- TASK DESCRIPTION -
Please transcribe, exactly, the line that contains "of the tree" and every line after it to the end of the records, and nothing else.

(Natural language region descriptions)
-=-=-=-=-

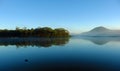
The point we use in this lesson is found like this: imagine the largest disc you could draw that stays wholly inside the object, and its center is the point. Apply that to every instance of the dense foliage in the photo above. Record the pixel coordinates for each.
(37, 32)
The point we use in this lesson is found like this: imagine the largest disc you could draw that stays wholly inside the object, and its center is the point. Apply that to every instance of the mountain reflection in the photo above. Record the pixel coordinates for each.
(101, 40)
(39, 42)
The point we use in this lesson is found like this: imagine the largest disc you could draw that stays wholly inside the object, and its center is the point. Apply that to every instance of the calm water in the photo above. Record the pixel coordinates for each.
(61, 54)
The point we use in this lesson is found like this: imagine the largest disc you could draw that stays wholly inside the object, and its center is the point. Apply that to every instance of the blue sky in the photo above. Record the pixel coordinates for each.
(75, 15)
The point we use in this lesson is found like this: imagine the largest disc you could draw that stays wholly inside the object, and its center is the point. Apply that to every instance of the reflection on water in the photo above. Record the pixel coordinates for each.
(39, 42)
(101, 40)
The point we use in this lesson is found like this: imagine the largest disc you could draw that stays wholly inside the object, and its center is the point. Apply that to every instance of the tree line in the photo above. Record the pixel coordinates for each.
(37, 32)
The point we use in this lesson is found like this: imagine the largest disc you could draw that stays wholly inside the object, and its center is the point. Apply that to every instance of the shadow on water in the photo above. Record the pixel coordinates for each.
(39, 42)
(101, 40)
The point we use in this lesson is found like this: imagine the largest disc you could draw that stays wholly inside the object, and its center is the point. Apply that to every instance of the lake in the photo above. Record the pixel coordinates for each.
(60, 54)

-=-=-=-=-

- OUTPUT -
The point we use in this lesson is found like this: imagine the largest disc you could draw that stays wholly inside the object, and its center is the point. Apply that to every instance of the tree line in the photo above. Record the pixel coordinates for each.
(37, 32)
The point we use in this lesson is found like this: imagine the largest disc you could draw that stays wholly inside the object, and its center is the point. Apply that to every instance of the shadow on water in the photo above. Record the pixel coordinates for each.
(39, 42)
(101, 40)
The point we use in this lesson is found like this: imagine the largest disc you could draw that stays wholly inside the object, and its center is the point. Apply that to every instance of the lake in the photo above. Record the pixel coordinates for each.
(60, 54)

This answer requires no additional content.